* **WHAT YOU WILL DO**
Looking at the entries, say how many lines contain the string "stripe". Offer nothing besides the number.

* **DATA FOR PROCESSING**
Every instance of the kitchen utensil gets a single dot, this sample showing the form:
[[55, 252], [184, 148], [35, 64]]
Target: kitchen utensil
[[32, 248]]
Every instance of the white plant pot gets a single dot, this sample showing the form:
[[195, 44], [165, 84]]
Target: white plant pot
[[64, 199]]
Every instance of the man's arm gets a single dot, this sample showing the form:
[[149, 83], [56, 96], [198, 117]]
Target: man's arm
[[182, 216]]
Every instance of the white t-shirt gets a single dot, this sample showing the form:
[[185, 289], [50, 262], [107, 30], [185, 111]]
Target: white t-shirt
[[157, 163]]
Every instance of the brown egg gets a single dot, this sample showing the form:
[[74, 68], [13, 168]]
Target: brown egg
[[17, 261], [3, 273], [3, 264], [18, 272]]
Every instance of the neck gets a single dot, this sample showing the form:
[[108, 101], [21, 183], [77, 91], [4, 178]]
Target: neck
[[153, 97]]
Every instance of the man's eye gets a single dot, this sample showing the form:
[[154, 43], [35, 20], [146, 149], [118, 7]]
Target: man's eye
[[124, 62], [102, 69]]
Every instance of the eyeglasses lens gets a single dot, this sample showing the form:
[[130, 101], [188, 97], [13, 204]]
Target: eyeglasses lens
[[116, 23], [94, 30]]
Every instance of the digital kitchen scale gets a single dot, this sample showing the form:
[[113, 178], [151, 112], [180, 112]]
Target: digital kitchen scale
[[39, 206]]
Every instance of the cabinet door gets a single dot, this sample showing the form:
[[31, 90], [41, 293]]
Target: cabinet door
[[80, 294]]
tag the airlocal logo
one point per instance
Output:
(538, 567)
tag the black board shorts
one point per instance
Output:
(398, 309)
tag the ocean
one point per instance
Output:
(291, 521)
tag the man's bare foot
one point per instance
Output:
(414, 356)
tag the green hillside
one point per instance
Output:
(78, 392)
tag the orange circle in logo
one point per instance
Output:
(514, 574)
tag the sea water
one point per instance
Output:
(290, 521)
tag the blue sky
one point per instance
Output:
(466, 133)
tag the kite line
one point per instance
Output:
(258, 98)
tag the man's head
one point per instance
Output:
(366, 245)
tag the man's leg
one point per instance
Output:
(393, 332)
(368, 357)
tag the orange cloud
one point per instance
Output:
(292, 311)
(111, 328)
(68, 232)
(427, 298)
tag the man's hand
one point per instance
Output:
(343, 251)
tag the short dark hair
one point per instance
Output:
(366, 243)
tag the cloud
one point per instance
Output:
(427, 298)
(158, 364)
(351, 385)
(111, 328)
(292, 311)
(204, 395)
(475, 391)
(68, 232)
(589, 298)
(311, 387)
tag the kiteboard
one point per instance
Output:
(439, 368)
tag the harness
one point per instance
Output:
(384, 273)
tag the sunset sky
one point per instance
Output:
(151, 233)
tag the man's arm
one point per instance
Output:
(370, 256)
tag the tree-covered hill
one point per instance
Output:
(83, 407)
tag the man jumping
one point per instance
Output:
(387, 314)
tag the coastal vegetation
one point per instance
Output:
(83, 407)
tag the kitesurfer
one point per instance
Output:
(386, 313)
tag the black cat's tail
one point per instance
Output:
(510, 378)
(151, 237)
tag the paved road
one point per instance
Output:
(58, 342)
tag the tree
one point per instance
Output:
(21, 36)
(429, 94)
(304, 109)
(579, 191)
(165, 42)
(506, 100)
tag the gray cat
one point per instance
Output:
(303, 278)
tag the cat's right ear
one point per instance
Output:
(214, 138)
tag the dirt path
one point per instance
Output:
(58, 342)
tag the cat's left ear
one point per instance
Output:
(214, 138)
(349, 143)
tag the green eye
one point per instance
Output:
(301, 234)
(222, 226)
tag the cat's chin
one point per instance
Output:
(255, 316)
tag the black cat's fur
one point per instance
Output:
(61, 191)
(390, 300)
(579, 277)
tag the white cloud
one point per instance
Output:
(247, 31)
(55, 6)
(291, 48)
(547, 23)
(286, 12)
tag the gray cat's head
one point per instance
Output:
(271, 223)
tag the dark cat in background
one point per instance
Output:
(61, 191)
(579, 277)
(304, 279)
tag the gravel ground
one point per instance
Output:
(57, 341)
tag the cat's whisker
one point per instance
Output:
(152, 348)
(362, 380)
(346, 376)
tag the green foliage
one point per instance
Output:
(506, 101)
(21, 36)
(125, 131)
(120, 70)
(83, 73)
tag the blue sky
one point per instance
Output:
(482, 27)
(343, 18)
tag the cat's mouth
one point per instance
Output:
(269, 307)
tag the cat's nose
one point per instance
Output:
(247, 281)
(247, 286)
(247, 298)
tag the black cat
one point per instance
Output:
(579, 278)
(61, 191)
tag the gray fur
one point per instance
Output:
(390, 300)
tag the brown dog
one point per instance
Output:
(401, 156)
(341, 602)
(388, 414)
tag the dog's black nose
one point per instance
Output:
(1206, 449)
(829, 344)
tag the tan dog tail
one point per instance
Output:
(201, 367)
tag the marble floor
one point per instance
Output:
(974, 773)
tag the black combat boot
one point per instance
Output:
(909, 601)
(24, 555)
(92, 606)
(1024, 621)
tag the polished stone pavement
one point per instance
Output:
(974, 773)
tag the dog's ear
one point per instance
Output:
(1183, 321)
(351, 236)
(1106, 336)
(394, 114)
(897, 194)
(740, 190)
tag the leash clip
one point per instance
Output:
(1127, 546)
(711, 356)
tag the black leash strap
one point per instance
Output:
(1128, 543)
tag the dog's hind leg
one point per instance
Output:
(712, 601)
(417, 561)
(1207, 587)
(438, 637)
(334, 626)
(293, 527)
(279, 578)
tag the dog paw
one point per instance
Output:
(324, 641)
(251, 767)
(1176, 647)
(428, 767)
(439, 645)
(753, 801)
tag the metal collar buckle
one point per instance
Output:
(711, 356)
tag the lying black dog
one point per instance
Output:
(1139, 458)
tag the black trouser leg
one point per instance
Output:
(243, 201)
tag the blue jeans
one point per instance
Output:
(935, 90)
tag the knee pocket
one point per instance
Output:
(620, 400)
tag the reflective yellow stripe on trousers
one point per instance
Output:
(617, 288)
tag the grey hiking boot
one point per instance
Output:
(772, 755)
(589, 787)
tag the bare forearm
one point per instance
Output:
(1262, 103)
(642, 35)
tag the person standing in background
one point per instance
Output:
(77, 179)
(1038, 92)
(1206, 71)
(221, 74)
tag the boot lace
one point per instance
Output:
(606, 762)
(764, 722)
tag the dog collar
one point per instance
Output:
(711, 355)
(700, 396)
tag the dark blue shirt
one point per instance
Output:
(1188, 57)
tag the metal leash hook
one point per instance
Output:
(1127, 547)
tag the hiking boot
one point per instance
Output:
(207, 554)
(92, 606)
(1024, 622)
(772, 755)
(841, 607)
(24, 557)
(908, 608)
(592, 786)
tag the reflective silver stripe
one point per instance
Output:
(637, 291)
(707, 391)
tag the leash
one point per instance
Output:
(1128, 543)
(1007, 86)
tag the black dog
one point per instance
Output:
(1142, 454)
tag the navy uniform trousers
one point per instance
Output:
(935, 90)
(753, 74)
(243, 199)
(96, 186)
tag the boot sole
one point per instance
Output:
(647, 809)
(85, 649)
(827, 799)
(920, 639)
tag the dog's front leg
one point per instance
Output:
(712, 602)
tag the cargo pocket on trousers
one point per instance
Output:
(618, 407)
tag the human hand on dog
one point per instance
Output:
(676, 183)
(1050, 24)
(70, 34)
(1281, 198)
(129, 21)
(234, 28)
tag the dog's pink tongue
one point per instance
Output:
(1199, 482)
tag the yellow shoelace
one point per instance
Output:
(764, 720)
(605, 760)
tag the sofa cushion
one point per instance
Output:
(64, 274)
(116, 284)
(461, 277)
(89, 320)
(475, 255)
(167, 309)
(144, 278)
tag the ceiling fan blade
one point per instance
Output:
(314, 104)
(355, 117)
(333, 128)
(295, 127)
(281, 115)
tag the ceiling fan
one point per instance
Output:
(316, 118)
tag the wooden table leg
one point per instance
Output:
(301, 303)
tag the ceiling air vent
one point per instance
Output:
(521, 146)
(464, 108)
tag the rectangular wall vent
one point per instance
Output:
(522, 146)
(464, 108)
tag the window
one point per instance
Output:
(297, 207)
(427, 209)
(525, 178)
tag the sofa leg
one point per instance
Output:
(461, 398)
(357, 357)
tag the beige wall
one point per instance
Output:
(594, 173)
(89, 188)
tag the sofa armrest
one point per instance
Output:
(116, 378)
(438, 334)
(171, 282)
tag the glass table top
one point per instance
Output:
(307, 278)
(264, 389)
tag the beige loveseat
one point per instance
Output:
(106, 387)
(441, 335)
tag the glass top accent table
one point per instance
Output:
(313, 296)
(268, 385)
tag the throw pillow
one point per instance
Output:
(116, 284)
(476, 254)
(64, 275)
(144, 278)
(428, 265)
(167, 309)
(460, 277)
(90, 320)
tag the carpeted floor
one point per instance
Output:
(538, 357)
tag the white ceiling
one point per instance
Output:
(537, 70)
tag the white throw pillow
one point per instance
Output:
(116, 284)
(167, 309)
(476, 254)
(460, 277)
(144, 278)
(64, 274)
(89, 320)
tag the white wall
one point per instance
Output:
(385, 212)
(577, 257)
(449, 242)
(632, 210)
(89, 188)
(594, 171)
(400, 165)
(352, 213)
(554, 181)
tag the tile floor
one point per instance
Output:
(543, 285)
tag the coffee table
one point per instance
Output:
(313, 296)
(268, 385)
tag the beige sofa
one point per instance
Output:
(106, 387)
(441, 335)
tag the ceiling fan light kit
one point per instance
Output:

* **SOLVED EXERCISE**
2